Render every item below as a Markdown table with the columns Row and Line. Put the row number under Row and the line under Line, and omit blank lines.

[Portion of a data file]
....
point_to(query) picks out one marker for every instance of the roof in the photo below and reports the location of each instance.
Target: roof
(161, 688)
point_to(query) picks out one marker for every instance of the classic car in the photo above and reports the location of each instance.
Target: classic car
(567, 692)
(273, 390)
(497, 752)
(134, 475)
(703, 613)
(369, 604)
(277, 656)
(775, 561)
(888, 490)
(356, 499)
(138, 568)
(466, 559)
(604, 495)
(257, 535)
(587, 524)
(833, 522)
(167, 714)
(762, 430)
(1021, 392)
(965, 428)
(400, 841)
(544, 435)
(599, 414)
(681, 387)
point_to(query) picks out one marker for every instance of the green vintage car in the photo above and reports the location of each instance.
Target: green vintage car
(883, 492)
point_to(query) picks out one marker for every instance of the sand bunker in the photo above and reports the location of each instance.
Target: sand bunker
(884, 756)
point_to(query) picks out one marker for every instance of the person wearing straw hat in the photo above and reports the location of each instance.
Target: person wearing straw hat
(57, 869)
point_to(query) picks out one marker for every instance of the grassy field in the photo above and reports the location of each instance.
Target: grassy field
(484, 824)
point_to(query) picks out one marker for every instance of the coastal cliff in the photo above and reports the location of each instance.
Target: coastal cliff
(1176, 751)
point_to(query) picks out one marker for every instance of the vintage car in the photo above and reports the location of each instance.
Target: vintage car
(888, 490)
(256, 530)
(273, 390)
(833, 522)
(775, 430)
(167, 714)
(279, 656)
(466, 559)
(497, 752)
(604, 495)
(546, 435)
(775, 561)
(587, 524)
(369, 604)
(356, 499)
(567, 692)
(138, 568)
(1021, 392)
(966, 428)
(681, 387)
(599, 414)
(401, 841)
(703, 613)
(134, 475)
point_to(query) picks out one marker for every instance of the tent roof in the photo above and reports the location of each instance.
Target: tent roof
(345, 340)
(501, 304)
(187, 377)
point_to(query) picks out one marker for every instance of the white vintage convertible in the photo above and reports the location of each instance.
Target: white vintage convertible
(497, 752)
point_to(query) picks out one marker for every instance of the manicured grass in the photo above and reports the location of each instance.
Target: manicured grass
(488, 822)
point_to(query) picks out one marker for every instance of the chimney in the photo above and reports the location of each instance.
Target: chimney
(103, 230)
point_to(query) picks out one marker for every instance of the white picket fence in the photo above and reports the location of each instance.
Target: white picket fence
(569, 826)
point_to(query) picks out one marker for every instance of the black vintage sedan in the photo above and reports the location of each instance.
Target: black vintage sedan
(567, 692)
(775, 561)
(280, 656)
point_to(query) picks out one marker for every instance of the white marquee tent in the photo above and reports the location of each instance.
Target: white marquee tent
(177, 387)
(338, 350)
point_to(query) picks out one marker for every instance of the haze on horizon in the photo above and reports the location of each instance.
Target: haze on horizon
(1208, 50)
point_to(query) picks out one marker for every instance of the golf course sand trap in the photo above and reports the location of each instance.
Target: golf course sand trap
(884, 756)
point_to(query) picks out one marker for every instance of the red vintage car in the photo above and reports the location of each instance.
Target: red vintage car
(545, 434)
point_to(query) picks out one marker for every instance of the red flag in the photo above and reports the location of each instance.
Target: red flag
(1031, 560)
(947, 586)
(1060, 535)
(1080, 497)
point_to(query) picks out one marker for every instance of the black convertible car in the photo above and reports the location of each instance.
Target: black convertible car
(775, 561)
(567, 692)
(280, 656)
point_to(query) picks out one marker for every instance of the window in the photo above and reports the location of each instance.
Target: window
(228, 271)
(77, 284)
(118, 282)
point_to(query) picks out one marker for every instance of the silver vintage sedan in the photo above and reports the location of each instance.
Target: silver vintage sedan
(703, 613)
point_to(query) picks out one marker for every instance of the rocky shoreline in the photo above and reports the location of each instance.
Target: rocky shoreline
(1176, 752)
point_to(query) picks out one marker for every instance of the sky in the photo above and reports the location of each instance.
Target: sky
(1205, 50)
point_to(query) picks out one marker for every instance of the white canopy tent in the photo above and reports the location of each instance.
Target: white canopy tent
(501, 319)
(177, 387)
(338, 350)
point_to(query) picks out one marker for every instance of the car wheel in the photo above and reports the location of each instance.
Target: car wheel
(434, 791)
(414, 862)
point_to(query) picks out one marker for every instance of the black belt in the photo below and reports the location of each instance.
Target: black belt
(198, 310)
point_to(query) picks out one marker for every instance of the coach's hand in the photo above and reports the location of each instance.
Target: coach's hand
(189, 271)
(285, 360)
....
#### REPLY
| Row | Line |
|---|---|
| 1 | point_to(query) picks out one marker for every instance of the roof in the photo below and reports the location of each instance. |
| 2 | Target: roof |
| 3 | (161, 688) |
| 4 | point_to(query) picks out one marker for every instance of the classic car in the photo above and reports the location of each instance. |
| 5 | Target: classic car |
| 6 | (567, 692) |
| 7 | (273, 390) |
| 8 | (497, 752) |
| 9 | (134, 475) |
| 10 | (703, 613) |
| 11 | (369, 604) |
| 12 | (277, 656) |
| 13 | (775, 561) |
| 14 | (888, 490) |
| 15 | (356, 499) |
| 16 | (138, 568) |
| 17 | (466, 559) |
| 18 | (604, 495) |
| 19 | (257, 535) |
| 20 | (587, 524) |
| 21 | (833, 522) |
| 22 | (167, 714) |
| 23 | (762, 430) |
| 24 | (1021, 392) |
| 25 | (965, 428) |
| 26 | (400, 841) |
| 27 | (544, 435) |
| 28 | (599, 414) |
| 29 | (681, 387) |
| 30 | point_to(query) picks out one marker for every instance of the green vintage car in the photo above and reports the location of each instance. |
| 31 | Target: green vintage car |
| 32 | (883, 492) |
| 33 | point_to(query) picks out one marker for every instance of the sand bunker in the photo above and reports the location of each instance. |
| 34 | Target: sand bunker |
| 35 | (884, 756) |
| 36 | point_to(query) picks out one marker for every instance of the person wearing straw hat in the photo above and reports the location of each instance. |
| 37 | Target: person wearing straw hat |
| 38 | (57, 869) |
| 39 | point_to(query) picks out one marker for every instance of the grassy field in the photo above and reports the location of each instance. |
| 40 | Target: grassy field |
| 41 | (484, 824) |
| 42 | point_to(query) picks out one marker for every instance of the coastal cliff in the photo above and reports the location of each instance. |
| 43 | Target: coastal cliff |
| 44 | (1176, 751) |
| 45 | point_to(query) picks out one marker for every instance of the vintage car in the photo above and reports the location of each instance. |
| 46 | Target: vintage car |
| 47 | (888, 490) |
| 48 | (256, 530) |
| 49 | (273, 390) |
| 50 | (833, 522) |
| 51 | (775, 430) |
| 52 | (167, 714) |
| 53 | (279, 656) |
| 54 | (466, 559) |
| 55 | (497, 752) |
| 56 | (604, 495) |
| 57 | (546, 435) |
| 58 | (775, 561) |
| 59 | (587, 524) |
| 60 | (369, 604) |
| 61 | (356, 499) |
| 62 | (567, 692) |
| 63 | (138, 568) |
| 64 | (1021, 392) |
| 65 | (966, 428) |
| 66 | (681, 387) |
| 67 | (599, 414) |
| 68 | (401, 841) |
| 69 | (703, 613) |
| 70 | (134, 475) |
| 71 | point_to(query) picks out one marker for every instance of the tent roof in the photo above and reports the location of each instance. |
| 72 | Target: tent roof |
| 73 | (345, 340) |
| 74 | (501, 304) |
| 75 | (187, 377) |
| 76 | point_to(query) picks out one marker for every instance of the white vintage convertible in the photo above and reports the location of each instance. |
| 77 | Target: white vintage convertible |
| 78 | (497, 752) |
| 79 | point_to(query) picks out one marker for every instance of the manicured grass in the photo above and reports the location of each instance. |
| 80 | Target: manicured grass |
| 81 | (488, 822) |
| 82 | point_to(query) picks out one marker for every instance of the chimney in the photo above and reports the location of each instance. |
| 83 | Target: chimney |
| 84 | (103, 230) |
| 85 | point_to(query) picks out one marker for every instance of the white picket fence in the photo above and reports the location of each instance. |
| 86 | Target: white picket fence |
| 87 | (569, 826) |
| 88 | point_to(query) picks out one marker for every instance of the black vintage sedan in the photo above and reports the location of each instance. |
| 89 | Target: black vintage sedan |
| 90 | (567, 692) |
| 91 | (775, 561) |
| 92 | (280, 656) |
| 93 | point_to(query) picks out one marker for every instance of the white marquee tent in the photo above and reports the location of each instance. |
| 94 | Target: white marquee tent |
| 95 | (177, 387) |
| 96 | (338, 350) |
| 97 | point_to(query) picks out one marker for every instance of the haze on horizon in the photo above and reports the location of each instance. |
| 98 | Target: haze on horizon |
| 99 | (1208, 50) |
| 100 | point_to(query) picks out one marker for every instance of the golf course sand trap in the photo above and reports the location of each instance. |
| 101 | Target: golf course sand trap |
| 102 | (884, 756) |
| 103 | point_to(query) picks out one marker for every instance of the red vintage car in the photo above and reports the location of each instance. |
| 104 | Target: red vintage car |
| 105 | (545, 434) |
| 106 | point_to(query) picks out one marker for every instance of the red flag in the photo above and reports the location of each instance. |
| 107 | Target: red flag |
| 108 | (1031, 560) |
| 109 | (947, 586) |
| 110 | (1060, 535) |
| 111 | (1080, 497) |
| 112 | point_to(query) picks out one marker for every instance of the black convertible car in the photo above and reports the location of each instance. |
| 113 | Target: black convertible car |
| 114 | (775, 561) |
| 115 | (567, 692) |
| 116 | (280, 656) |
| 117 | point_to(query) picks out one marker for every instance of the window in the photo above and reports the location of each instance. |
| 118 | Target: window |
| 119 | (228, 271) |
| 120 | (77, 284) |
| 121 | (118, 282) |
| 122 | point_to(query) picks out one marker for every instance of the silver vintage sedan in the photo above and reports the location of each instance. |
| 123 | Target: silver vintage sedan |
| 124 | (703, 613) |
| 125 | point_to(query) picks out one marker for every instance of the rocky shoreline in the photo above and reports the location of each instance. |
| 126 | Target: rocky shoreline |
| 127 | (1176, 752) |
| 128 | point_to(query) picks out one marker for every instance of the sky in the photo above and reports the location of each instance. |
| 129 | Target: sky |
| 130 | (1205, 50) |
| 131 | point_to(query) picks out one marker for every instance of the white canopy tent in the photo above and reports the location of each instance. |
| 132 | Target: white canopy tent |
| 133 | (501, 319) |
| 134 | (177, 387) |
| 135 | (338, 350) |
| 136 | point_to(query) picks out one marker for every instance of the car wheel in the photo above and reports the location of each instance. |
| 137 | Target: car wheel |
| 138 | (434, 791) |
| 139 | (414, 862) |
| 140 | point_to(query) picks out one marker for every instance of the black belt in the photo below and reports the location of each instance. |
| 141 | Target: black belt |
| 142 | (198, 310) |
| 143 | point_to(query) picks out one marker for every instance of the coach's hand in the photo above and reports the location of each instance. |
| 144 | Target: coach's hand |
| 145 | (189, 271) |
| 146 | (285, 360) |